Work order
Answer these questions using the article on the filming of "Serenity Farm":
(a) How many locations did Rodsett shoot over the three-day period?
(b) What character does Jim Shelly play in the movie?
(c) In how many movies did Shelly work as an extra during the early 1990s?

With the help of film professionals from Los Angeles, who donated their time, Rodsett shot five different locations in Port Angeles, Sequim and Port Townsend over the three-day period. Students from the North Olympic Peninsula Skills Center assisted with sound, cameras and decorating.

 

“This is a very collaborative effort,” Rodsett said.

 

Taking a brief hiatus, production will continue with another seven days of filming in June followed by 10 more in July.

 

“It allows me to look at the footage we have, do some editing and give everybody a breather,” Rodsett said. “Plus, it keeps the costs low.”
 
Keeping it local

Eight of the cast and crew members are from Sequim and the surrounding area and hold major parts in the movie.

 

Jim Shelly, of Sequim, plays the role of Ed Pennington, “a rather unscrupulous attorney who is the executor of a will being left to a young fellow in California,” Shelly said. “If the young fellow hadn’t shown up, I would have had the deed to Serenity Farm, the island, and this makes me a little angry.”

 

“The young fellow shows up in my office and I have to explain the inheritance and what’s involved in owning it to him,” Shelly said. “I kind of try to get him to just give it up, playing it down a bit, but I’m not able to.”

 

When the young man leaves, Shelly’s character gives him the impossible task of getting the island operating the way it’s supposed to in just 10 days. But his role doesn’t end there. Later in the movie, the Ed Pennington character goes to the island and doesn’t come back, Shelly said mysteriously.

 

Shelly, a retired railroad worker, worked as an extra in 15 movies during the early 1990s but never pursued acting any further. He appeared in a few well-known movies, including “Assassins” with Sylvester Stallone, in which he played a gangster, and “Sleepless in Seattle,” in which he played a New Year’s Eve patron.

 

“I loved every minute of it,” Shelly said. “But there weren’t a lot of roles for somebody in Washington state.”

 

About a month ago, Shelly saw an ad in the paper for “Serenity Farm.” Intrigued, he called and left a message.

 

“When they called me back they said I was exactly what they were looking for,” Shelly said. “They liked my voice.”

 

One thing led to another and Shelly got the part.

 

“It’s a lot of work. I’ve never done dialogue and there’s a lot of it, but everybody is very patient and if I make a mistake it’s not the end of the world — it’s just making a movie,” he said. “It’s definitely work but it’s also a lot of fun.”

[Photo-based referring expression data]
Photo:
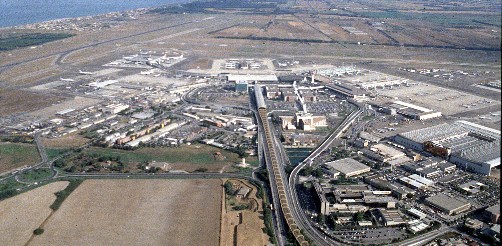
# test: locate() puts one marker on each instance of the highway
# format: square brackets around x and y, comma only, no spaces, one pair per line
[315,234]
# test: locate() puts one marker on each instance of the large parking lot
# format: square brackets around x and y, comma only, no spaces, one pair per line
[372,235]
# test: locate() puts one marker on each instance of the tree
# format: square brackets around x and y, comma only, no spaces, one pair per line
[60,163]
[307,171]
[318,173]
[358,216]
[38,231]
[321,219]
[229,188]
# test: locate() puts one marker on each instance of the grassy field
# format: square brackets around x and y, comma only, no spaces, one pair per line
[447,19]
[188,158]
[193,154]
[54,152]
[14,155]
[19,40]
[36,175]
[67,141]
[25,212]
[137,212]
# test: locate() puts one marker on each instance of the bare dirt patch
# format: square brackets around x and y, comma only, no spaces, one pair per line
[137,212]
[17,101]
[243,227]
[14,155]
[25,212]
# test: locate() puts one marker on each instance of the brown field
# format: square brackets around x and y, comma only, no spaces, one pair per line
[67,141]
[15,155]
[30,72]
[16,101]
[137,212]
[25,212]
[243,227]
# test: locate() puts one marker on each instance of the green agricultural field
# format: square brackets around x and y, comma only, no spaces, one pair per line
[14,155]
[19,40]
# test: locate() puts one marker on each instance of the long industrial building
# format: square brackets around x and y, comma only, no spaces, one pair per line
[348,167]
[448,205]
[470,146]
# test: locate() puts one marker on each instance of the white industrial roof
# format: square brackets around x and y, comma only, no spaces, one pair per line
[422,180]
[254,77]
[347,165]
[413,106]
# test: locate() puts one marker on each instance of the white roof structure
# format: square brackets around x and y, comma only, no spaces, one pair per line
[413,106]
[422,180]
[253,77]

Answer box
(a) Five
(b) Ed Pennington
(c) 15